TEXTE PRÉSENTÉ:
Yves  HEURTÉ

 

par Emmanuel Hiriart

 

« J’ai longtemps tenté de tirer les verrous de l’œuvre de St John Perse ! Jusqu’au jour où je me suis aperçu qu’elle n’a pas de porte. J’y suis entré sans peine. Le plus dur commençait. »

                                 Y. Heurté, Grenailles.

Cher Yves,

 

      Depuis ce fatal 19 février 2006 où tu nous a quitté la nouvelle m’attendait au courrier électronique, en rentrant de Pau où nous nous étions rencontrés il y a quelques années), iI est trop tard pour t’écrire ce qu’il me restait à te dire. Nous ne nous verrons plus. Mais il sera toujours l’heure de te lire. Plus je te relis plus je suis persuadé qu’il te reste beaucoup à nous dire. J’avais prévu de publier ce dossier sur toi dans le numéro précédent ; j’avais retardé sa parution pour permettre celle de ton article sur Sabine Sicaud. Parce que tu faisais partie de ces rares poètes qui savent faire passer les autres avant leur propre personne, qui se donnent avec passion à la poésie plus qu’à leur autopromotion. Et pourtant ton oeuvre est de celles qui comptent. Même si elle n’a pas toujours eu tout l’écho qu’elle méritait (parce qu’elle est forte et profonde et ne se contente pas d’innovations de surface ; parce que tu étais toi même d’une générosité sans concession et d’une entière humanité). Tes poèmes étaient écrits dans l’immédiat voisinage du sacré, je veux dire du miel effroyable de la nuit, dans ce qui est le cœur de la dignité humaine. Dans cette beauté que tu cherchais, autant que dans les mots, chez les êtres, porteurs, en parole ou en acte, sans le savoir (ou le sachant fort bien) de poésie. « Si j’appartenais à un grand jury littéraire, écrivait-il, de temps en temps, je couronnerais le soleil ».

DONNÉES AFFICHÉES:
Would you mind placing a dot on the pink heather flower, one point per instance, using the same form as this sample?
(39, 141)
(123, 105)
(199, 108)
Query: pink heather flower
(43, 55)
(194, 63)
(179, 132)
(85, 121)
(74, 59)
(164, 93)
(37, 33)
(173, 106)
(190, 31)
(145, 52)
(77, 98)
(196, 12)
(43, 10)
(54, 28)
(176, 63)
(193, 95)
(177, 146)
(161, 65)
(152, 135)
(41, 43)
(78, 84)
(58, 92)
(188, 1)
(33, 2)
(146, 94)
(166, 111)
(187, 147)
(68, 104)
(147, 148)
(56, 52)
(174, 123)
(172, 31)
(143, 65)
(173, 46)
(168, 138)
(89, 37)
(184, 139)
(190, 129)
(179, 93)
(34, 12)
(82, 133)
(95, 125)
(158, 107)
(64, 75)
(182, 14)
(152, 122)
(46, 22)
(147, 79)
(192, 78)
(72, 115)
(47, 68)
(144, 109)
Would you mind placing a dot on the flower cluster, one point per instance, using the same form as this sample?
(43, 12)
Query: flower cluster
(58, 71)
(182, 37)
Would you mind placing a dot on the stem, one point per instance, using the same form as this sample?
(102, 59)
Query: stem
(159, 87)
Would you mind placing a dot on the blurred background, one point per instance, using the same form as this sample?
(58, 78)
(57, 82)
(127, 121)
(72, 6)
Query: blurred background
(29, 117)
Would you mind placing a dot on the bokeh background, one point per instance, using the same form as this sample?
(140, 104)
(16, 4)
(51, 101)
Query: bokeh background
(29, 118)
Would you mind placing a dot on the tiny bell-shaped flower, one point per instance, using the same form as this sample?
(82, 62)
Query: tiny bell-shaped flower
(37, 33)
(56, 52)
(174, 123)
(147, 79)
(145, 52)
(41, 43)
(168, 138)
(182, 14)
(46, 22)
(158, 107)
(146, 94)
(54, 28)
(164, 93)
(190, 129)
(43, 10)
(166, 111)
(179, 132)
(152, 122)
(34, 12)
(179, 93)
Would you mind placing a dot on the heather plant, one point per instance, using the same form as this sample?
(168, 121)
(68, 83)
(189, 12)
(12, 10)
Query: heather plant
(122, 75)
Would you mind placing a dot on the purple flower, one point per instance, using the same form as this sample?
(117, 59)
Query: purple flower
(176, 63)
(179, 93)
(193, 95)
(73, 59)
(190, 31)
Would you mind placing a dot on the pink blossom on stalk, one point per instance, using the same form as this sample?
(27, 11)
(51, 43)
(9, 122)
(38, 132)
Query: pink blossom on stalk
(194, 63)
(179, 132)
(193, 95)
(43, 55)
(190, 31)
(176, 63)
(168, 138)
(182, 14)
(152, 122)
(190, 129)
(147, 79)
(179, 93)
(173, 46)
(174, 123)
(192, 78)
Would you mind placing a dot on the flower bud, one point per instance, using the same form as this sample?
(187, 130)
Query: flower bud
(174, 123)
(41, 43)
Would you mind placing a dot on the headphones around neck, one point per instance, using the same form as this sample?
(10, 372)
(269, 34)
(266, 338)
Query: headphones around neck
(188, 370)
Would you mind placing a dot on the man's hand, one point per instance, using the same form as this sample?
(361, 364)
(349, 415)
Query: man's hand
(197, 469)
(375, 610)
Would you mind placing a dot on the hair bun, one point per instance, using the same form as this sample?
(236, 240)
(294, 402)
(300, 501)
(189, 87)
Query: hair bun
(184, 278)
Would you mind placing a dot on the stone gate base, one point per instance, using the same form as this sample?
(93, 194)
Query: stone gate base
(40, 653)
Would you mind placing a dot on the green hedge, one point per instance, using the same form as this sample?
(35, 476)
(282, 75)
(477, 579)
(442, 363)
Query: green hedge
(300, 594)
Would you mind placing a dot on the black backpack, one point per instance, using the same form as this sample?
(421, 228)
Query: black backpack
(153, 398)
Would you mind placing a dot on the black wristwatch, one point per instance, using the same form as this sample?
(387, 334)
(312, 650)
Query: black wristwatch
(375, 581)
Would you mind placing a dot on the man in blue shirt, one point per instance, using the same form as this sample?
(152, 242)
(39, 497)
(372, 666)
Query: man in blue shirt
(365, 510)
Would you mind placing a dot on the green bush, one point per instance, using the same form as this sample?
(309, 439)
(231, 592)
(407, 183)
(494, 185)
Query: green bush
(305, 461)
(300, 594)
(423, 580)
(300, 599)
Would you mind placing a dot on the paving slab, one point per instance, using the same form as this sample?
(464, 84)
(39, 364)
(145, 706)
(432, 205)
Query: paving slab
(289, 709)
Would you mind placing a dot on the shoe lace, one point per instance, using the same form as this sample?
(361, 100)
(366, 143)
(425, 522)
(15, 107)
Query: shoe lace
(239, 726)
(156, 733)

EXERCICE: Relevez toutes les personnes désignées par leur nom dans le texte consacré à Yves Heurté. Seul le texte sert de référence.

RÉPONSE: Yves Heurté, Emmanuel Hiriart, St John Perse, Sabine Sicaud